___ Information shown ___

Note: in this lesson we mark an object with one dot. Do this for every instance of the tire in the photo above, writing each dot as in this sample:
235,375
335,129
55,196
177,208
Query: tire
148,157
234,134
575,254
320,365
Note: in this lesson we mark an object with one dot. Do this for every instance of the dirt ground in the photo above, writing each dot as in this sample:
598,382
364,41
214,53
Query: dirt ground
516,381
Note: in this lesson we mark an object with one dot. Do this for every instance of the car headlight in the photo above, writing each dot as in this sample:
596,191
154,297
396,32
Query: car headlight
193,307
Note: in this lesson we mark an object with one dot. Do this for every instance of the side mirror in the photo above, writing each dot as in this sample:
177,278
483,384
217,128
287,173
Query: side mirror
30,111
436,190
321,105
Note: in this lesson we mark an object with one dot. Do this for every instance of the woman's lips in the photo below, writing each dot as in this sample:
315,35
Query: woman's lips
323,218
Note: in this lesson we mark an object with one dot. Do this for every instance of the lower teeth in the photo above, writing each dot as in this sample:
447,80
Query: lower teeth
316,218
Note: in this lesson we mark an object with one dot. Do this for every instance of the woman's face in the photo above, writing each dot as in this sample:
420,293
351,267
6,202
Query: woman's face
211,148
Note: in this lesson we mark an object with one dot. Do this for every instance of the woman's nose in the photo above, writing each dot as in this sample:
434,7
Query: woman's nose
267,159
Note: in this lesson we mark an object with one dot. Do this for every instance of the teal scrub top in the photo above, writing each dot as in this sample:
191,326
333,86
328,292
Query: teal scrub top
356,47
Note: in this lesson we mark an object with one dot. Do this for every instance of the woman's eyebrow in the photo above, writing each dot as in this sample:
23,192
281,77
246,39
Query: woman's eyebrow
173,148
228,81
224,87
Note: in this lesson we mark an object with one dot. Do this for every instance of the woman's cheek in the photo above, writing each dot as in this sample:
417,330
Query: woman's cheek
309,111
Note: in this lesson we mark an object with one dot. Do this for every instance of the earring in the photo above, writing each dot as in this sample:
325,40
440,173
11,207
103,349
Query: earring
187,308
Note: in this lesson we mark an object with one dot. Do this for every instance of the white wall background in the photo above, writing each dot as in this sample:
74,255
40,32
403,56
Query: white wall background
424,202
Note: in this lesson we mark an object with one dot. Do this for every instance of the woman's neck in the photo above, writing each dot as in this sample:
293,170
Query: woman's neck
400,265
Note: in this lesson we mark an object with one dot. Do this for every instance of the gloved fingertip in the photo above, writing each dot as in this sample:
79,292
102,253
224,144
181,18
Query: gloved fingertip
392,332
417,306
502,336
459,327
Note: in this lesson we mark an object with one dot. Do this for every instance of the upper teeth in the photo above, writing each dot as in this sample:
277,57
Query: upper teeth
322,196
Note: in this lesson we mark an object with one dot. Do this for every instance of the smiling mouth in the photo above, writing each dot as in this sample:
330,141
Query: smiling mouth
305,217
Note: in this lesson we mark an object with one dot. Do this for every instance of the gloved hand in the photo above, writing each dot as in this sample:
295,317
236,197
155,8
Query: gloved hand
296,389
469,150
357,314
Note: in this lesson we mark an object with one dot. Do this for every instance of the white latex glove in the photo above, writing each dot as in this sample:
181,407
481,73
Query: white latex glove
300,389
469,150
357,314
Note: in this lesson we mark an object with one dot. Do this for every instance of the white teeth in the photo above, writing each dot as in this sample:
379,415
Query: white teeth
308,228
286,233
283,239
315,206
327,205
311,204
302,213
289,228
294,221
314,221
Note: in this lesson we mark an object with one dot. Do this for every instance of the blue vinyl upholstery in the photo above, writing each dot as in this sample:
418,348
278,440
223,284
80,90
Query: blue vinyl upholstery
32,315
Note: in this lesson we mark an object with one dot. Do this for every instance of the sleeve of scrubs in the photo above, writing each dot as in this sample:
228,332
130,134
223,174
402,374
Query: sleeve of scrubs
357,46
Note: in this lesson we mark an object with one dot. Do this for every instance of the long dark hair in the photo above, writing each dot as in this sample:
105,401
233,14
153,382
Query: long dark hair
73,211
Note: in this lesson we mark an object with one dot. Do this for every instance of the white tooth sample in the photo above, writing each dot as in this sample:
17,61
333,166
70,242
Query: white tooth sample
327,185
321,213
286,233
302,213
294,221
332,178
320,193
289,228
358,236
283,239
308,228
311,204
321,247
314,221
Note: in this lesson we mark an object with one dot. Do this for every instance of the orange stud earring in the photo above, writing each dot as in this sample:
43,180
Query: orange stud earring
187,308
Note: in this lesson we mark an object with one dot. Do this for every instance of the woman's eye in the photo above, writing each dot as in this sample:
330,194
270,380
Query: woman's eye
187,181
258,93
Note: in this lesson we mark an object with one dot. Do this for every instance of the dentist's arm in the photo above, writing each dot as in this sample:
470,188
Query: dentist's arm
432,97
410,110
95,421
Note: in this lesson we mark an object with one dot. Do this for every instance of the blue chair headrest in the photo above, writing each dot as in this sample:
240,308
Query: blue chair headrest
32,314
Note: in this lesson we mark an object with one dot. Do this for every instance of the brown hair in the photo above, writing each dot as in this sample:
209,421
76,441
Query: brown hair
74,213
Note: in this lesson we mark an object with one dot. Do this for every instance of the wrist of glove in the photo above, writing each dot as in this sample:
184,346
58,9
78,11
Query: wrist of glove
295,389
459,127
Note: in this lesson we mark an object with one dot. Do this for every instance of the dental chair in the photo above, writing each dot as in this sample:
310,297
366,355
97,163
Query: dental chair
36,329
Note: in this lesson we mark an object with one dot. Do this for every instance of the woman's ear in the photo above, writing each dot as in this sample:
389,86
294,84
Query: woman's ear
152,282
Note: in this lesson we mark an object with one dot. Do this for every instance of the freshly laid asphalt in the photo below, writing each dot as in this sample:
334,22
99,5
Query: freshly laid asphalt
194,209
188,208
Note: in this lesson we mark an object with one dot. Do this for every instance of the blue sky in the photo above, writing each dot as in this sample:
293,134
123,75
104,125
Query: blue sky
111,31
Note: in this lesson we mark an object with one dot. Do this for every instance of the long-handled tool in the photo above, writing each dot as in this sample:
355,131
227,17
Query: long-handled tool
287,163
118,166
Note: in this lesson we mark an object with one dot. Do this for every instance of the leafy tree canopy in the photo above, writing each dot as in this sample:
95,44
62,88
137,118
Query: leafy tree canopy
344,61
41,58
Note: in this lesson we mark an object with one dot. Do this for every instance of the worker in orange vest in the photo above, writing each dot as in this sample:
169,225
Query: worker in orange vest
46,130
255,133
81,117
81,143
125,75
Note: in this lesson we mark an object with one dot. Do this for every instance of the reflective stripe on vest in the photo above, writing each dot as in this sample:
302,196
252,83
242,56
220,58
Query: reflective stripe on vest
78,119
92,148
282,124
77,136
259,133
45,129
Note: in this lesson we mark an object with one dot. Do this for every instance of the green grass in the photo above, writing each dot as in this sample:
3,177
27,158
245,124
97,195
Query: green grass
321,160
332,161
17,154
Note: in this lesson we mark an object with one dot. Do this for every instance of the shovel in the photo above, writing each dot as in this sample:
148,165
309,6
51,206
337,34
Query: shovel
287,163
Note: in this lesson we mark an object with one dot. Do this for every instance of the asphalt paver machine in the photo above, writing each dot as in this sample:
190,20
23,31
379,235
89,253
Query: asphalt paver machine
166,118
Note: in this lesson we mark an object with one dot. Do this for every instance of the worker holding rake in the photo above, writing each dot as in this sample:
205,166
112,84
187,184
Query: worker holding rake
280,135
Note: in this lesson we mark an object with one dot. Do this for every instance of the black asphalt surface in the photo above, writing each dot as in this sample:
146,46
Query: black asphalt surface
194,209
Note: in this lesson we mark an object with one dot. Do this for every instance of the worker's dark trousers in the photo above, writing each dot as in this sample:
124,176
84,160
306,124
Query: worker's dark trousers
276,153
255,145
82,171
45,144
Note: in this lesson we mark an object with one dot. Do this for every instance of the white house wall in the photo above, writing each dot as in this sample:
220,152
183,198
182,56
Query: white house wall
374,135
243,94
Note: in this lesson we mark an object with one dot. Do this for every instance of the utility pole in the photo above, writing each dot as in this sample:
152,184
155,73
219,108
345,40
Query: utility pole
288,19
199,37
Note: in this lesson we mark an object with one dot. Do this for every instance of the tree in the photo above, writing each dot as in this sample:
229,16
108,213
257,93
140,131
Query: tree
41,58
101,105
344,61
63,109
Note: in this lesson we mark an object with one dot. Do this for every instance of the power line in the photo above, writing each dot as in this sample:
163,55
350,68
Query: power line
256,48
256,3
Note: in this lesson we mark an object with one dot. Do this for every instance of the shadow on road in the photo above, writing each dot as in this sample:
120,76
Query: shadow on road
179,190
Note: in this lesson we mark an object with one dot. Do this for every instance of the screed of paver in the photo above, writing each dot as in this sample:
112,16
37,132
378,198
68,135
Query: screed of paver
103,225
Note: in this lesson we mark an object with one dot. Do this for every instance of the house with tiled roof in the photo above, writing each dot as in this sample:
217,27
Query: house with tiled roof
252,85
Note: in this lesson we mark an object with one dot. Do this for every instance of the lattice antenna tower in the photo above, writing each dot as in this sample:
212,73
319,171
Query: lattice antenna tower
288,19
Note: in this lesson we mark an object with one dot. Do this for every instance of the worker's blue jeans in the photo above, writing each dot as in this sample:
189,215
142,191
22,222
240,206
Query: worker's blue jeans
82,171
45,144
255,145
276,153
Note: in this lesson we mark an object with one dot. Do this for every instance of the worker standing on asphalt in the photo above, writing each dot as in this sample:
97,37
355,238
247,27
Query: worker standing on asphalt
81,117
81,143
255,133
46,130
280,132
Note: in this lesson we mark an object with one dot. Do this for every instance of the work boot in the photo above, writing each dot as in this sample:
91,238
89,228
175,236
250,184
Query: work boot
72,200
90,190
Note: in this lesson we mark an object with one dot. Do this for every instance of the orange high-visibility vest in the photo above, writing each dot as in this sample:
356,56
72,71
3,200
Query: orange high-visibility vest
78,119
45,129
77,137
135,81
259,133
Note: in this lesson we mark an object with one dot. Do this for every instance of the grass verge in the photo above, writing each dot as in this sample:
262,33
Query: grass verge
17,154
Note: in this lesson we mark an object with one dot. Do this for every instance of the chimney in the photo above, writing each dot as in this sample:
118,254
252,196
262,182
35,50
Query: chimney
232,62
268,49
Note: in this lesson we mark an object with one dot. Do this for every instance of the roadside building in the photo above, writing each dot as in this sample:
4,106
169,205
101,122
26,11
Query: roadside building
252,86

___

*Problem details:* Look for the word "below" throughout the material above and copy every line that has it.

*Written answer:*
Note: in this lesson we mark an object with one dot. Do this for every instance of the woman's lips in the photo below, writing each dot as in this sample:
Note: in this lesson we mark an object with one dot. Do this for every instance of the freshly laid asphalt in the photo below, writing each dot as in this sample:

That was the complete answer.